### DOCUMENT PASSAGE ###

Biomaterials for CO2 Harvesting: From Regulatory Functions to Wet Scrubbing Applications.

A new series of 2-aminoethyl-benzene-based biomaterials, namely, dopamine (DOP), tyramine (TYR), phenylethylamine (PEA), and epinephrine (EPN), dissolved in dimethylsulfoxide (DMSO) have been investigated for CO2 capture upon activatiing their hydhydrochloride salts  with a NaOH pellet. Spectroscopic measurements, including ex situ ATR-FTIR, 1D and 2D NMR experiments have been applied to verify the formation of the sodium carbamate adducts (RR'N-CO2 - Na+). The emergence of new peaks in the IR spectra ranging between 1702 and 1735 cm-1 together with the chemical shift within 157-158 ppm in the 13C NMR, as well as with cross-peaks obtained by 1H-15N HSQC measurements at ca. 84 and 6.6 ppm verified the formation of RR'N-CO2 - Na+ products upon the chemical fixation of CO2. The CO2 sorption capacity of the examined biomaterials was evaluated volumetrically, with a maximum value of 8.18 mmol CO2·g-1 sorbent (36.0 (w/w)%, including both chemisorption and physisorption), for 5 (w/v)% solutions measured at 5 bar CO2 and 25 °C, for TYR and PEA. DFT calculations indicated that the intramolecular hydrogen bonding within the structural motif of EPN-N-CO2 - Na+ adduct provides an exceptional stability compared to monoethanolamine and other structurally related model compounds.

### RECORDS SHOWN ###

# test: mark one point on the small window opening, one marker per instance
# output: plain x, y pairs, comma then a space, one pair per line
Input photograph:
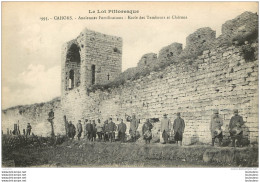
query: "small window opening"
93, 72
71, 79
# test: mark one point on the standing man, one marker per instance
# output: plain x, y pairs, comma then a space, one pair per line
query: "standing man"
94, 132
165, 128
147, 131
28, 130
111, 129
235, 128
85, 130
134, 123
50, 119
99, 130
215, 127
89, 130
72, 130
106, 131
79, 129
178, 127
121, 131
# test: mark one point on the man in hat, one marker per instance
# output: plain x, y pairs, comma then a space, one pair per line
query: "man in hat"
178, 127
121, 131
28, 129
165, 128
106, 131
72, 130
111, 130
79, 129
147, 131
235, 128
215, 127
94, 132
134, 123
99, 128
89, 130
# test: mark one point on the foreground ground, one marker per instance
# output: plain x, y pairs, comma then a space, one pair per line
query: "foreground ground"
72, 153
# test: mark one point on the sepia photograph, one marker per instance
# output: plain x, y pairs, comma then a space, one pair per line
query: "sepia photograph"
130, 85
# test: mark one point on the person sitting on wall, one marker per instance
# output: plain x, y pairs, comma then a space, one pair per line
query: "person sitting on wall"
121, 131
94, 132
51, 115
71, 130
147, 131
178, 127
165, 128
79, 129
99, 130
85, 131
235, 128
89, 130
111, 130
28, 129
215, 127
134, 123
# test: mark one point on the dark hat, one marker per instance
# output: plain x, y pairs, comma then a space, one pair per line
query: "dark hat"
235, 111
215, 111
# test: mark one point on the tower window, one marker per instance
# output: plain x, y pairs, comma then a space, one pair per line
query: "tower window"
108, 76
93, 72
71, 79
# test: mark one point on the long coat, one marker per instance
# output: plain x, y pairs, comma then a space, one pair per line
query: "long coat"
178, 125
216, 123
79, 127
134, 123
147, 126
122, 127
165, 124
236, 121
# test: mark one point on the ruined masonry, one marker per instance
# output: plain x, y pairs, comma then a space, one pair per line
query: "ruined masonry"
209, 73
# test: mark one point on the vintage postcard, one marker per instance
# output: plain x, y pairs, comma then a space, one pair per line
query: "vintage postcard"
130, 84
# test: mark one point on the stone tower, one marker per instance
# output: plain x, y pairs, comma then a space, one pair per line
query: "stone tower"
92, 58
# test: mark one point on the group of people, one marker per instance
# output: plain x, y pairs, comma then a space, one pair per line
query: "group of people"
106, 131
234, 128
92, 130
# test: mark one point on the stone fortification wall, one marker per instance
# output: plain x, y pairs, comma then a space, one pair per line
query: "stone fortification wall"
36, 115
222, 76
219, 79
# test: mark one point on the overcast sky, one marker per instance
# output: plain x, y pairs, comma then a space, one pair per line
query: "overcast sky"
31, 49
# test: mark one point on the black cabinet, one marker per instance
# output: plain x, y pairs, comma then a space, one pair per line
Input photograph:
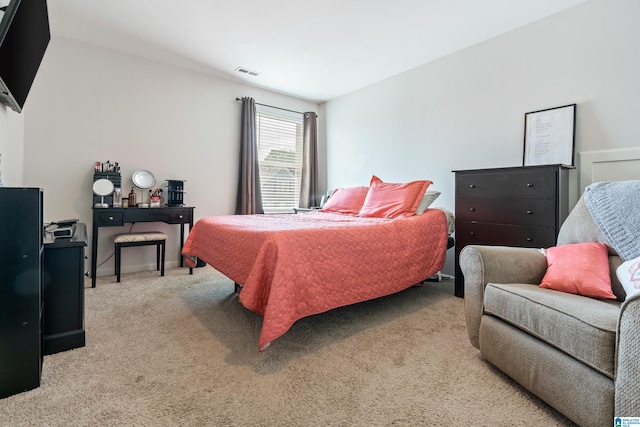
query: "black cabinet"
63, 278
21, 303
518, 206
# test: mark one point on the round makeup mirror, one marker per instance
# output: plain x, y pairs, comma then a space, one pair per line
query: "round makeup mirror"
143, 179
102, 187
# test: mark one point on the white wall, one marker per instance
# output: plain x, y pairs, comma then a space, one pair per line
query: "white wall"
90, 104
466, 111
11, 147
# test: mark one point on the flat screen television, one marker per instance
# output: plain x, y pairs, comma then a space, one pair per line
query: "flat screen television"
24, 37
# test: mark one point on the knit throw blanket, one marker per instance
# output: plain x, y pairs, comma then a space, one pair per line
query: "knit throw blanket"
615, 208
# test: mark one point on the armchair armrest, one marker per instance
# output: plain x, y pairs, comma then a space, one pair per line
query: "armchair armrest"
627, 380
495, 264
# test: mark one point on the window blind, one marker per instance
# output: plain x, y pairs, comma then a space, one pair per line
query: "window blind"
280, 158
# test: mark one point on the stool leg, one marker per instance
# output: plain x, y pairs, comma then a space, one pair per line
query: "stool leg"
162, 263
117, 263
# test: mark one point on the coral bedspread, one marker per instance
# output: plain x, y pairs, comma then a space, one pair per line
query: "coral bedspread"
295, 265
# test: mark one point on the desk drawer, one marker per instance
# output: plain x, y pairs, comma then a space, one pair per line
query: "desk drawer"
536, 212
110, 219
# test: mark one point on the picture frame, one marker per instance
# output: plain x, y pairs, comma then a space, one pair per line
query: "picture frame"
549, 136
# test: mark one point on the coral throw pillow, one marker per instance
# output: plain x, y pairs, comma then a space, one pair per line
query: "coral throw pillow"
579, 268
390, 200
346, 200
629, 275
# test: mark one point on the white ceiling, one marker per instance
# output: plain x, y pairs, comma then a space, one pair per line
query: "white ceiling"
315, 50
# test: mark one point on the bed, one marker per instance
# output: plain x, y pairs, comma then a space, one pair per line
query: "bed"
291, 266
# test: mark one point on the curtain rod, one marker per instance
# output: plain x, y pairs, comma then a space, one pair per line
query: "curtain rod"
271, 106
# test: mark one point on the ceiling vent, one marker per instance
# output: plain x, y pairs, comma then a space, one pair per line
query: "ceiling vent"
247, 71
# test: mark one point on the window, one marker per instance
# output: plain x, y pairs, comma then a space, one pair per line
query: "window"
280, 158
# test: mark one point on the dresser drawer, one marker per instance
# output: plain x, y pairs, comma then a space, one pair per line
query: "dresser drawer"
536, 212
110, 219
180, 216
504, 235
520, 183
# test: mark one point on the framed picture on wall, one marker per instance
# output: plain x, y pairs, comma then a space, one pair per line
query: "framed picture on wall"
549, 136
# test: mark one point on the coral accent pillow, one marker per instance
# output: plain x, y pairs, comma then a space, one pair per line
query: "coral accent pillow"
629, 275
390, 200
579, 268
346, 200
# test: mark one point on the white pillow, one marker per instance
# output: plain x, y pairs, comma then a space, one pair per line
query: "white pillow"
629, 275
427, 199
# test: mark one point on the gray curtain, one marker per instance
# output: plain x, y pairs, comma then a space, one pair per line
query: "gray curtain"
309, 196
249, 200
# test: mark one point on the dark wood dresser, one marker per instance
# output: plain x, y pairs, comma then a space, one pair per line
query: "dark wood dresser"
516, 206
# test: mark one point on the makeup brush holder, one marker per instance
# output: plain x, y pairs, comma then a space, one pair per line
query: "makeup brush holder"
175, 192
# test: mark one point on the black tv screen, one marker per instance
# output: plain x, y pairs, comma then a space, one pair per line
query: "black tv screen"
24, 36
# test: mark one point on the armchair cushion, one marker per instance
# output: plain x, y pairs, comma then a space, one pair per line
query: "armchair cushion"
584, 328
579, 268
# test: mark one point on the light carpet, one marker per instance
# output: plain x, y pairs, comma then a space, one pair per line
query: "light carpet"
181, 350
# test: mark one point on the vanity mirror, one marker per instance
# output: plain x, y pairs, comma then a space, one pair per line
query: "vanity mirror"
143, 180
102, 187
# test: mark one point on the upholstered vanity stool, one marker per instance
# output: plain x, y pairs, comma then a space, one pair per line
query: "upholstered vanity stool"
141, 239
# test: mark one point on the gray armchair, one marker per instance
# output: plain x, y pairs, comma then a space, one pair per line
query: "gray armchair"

###

• EXERCISE:
Answer these from the CO2 capture abstract:
1. In what range did the new IR peaks appear?
2. What maximum CO2 sorption capacity was measured, and for which two biomaterials?
3. According to the DFT calculations, what gives the EPN-N-CO2 - Na+ adduct its exceptional stability?

• EXPECTED OUTPUT:
1. Between 1702 and 1735 cm-1.
2. 8.18 mmol CO2·g-1 sorbent (36.0 (w/w)%), for TYR and PEA.
3. Intramolecular hydrogen bonding within the structural motif of the EPN-N-CO2 - Na+ adduct.